> [Instrucciones de trabajo]:
• A. Cita literalmente el fragmento del texto sobre la ocupación británica de La Habana que va desde "La ocupación no" hasta "en años sucesivos.".
• B. Según el texto sobre la ocupación británica de La Habana, ¿por qué los británicos no intentaron ocupar otras regiones de Cuba? Responde en una a tres oraciones.
• C. Escribe la continuación del texto sobre la ocupación británica de La Habana a partir de su última oración.

> [Texto para revisar]:
● ● ● ●
Los británicos se apropiaron de La Habana, pero no intentaron ocupar otras regiones de Cuba debido a la escasez de sus fuerzas y a que su único objetivo era la ciudad, por su valor comercial y estratégico. Desde ese momento abrieron los negocios con otros países y La Habana prosperó rápidamente, con el conde de Albemarle como gobernador. Por primera vez hubo una iglesia anglicana en la ciudad, construida a partir del viejo convento de San Francisco. Comerciantes europeos se establecieron en Cuba y empezaron a rentabilizar todo aquel gasto sufrido de hombres y naves. Sin embargo, se encontraron con una férrea oposición local. Españoles y milicianos atacaron con frecuencia las propiedades británicas e incluso despreciaron a aquellos que se aprestaban a colaborar con los invasores.
La ocupación no duró mucho: en julio del año siguiente, España y el Reino Unido acordaron canjear Florida por La Habana, de modo que el rey Jorge obtuvo un valioso territorio en América del Norte que se uniría a sus ya amplias posesiones en aquella región ⸺y que habría de perder, a partir de 1775, en la guerra de independencia de los Estados Unidos⸺. El conde de Albemarle y los demás colonos se retiraron de la isla pacíficamente mientras los españoles recuperaban el lugar, pero con un importante cambio: la Corona española reconoció el auge de La Habana en aquel tiempo y permitió que se mantuviera el comercio internacional y aumentara en años sucesivos.
● ● ● ●
> [Los datos]:

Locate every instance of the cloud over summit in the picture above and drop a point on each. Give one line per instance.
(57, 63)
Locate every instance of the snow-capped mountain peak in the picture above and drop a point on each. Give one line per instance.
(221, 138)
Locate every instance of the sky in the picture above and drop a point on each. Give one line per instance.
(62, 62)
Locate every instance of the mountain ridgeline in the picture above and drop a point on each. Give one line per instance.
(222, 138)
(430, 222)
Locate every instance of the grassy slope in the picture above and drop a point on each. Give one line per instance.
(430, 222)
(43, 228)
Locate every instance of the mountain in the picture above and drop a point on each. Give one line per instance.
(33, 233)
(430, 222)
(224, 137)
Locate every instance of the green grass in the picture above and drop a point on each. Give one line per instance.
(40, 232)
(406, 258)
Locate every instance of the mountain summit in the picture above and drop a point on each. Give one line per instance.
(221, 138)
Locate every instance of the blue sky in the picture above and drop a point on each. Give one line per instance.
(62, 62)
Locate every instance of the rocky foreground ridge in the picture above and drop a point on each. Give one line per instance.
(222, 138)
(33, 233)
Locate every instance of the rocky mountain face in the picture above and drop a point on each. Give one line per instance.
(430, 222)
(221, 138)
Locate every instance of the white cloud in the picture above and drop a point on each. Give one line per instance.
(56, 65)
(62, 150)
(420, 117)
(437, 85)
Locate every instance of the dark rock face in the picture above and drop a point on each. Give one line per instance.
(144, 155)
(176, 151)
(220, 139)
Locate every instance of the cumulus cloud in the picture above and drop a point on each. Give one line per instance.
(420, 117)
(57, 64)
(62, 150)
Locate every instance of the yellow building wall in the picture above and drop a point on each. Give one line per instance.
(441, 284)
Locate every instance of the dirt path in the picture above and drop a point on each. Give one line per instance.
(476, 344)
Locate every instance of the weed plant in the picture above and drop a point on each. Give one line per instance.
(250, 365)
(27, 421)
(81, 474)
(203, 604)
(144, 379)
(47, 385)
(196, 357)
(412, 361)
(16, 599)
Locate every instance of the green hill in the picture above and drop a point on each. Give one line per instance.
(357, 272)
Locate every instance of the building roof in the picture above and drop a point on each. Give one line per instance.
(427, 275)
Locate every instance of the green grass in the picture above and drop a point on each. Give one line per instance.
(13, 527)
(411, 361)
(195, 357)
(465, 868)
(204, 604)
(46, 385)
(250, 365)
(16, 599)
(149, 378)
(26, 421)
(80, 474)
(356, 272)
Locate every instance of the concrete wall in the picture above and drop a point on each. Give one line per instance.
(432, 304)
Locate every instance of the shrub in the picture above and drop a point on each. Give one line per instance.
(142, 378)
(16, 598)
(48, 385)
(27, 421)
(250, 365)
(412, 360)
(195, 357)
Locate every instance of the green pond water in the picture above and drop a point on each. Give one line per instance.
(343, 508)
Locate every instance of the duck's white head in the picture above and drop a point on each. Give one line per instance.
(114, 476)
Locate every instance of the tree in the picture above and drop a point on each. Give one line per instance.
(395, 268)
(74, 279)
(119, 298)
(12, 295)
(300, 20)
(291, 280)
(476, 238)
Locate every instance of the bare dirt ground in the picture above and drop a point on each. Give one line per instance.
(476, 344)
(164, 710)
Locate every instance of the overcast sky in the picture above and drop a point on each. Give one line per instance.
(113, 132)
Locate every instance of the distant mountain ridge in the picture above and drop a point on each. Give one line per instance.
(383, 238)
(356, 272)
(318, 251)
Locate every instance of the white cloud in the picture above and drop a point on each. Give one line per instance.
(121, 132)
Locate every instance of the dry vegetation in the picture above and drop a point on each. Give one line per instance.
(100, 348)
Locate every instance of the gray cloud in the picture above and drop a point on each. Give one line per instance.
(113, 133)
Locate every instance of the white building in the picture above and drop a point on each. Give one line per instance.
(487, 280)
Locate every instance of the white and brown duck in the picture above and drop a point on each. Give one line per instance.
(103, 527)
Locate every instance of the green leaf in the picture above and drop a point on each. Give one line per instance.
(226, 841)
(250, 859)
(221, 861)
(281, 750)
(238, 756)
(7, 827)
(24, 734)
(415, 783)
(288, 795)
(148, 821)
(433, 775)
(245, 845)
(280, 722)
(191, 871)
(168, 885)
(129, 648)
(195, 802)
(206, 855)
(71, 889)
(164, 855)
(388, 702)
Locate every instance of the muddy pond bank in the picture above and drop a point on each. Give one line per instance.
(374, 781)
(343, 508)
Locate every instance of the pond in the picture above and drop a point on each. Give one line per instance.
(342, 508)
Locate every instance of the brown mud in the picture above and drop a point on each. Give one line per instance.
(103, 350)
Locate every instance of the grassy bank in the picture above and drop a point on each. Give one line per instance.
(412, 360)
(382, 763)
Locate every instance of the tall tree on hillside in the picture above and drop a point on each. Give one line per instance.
● ● ● ●
> [Conjunto de respuestas]:
• A.
La ocupación no duró mucho: en julio del año siguiente, España y el Reino Unido acordaron canjear Florida por La Habana, de modo que el rey Jorge obtuvo un valioso territorio en América del Norte que se uniría a sus ya amplias posesiones en aquella región ⸺y que habría de perder, a partir de 1775, en la guerra de independencia de los Estados Unidos⸺. El conde de Albemarle y los demás colonos se retiraron de la isla pacíficamente mientras los españoles recuperaban el lugar, pero con un importante cambio: la Corona española reconoció el auge de La Habana en aquel tiempo y permitió que se mantuviera el comercio internacional y aumentara en años sucesivos.

• B. Los británicos no intentaron ocupar otras regiones de Cuba porque sus fuerzas eran escasas. Además, su único objetivo era La Habana, por su valor comercial y estratégico.

• C.
Velasco recibió toda clase de honores por ambos bandos: su hijo Íñigo fue nombrado marqués de Velasco, un retrato del marino adorna desde entonces el Congreso de los Diputados, se acuñaron medallas con su efigie y en Noja, su lugar de origen, se colocaron diversos monumentos y, desde 2011 ⸺fecha de su 300 aniversario⸺, una estatua en su honor. Por su parte, los británicos le dedicaron sendos reconocimientos en la abadía de Westminster y en la Torre de Londres, así como conservan en sus Museos Reales el estandarte español del Morro. Además, la Armada Real ordenó realizar salvas cada vez que un barco británico pasara frente a Noja, y este acto se mantuvo sin descanso hasta el siglo XX.
Por el contrario, el gobernador Prado fue juzgado por un tribunal militar y condenado por incompetencia, y recibió una sentencia de muerte que le conmutaron por diez años de cárcel. Murió en prisión en 1770.
Hoy en día, Cuba recuerda aquellos tiempos del asedio a La Habana y las tres fortificaciones que protagonizaron la defensa se han convertido en símbolos de la ciudad, presentes en sellos e imágenes turísticas, y en Patrimonio de la Humanidad de la Unesco. Es más, la sabiduría popular de la isla conserva dichos de aquella época cuyo sentido quizá se desconozca ahora, pero que todavía se repiten. Por ejemplo, es muy típico decir en Cuba que alguien está «trabajando para el inglés» cuando pone un esfuerzo importante en una tarea pero el beneficio se lo llevan otros sin hacer nada.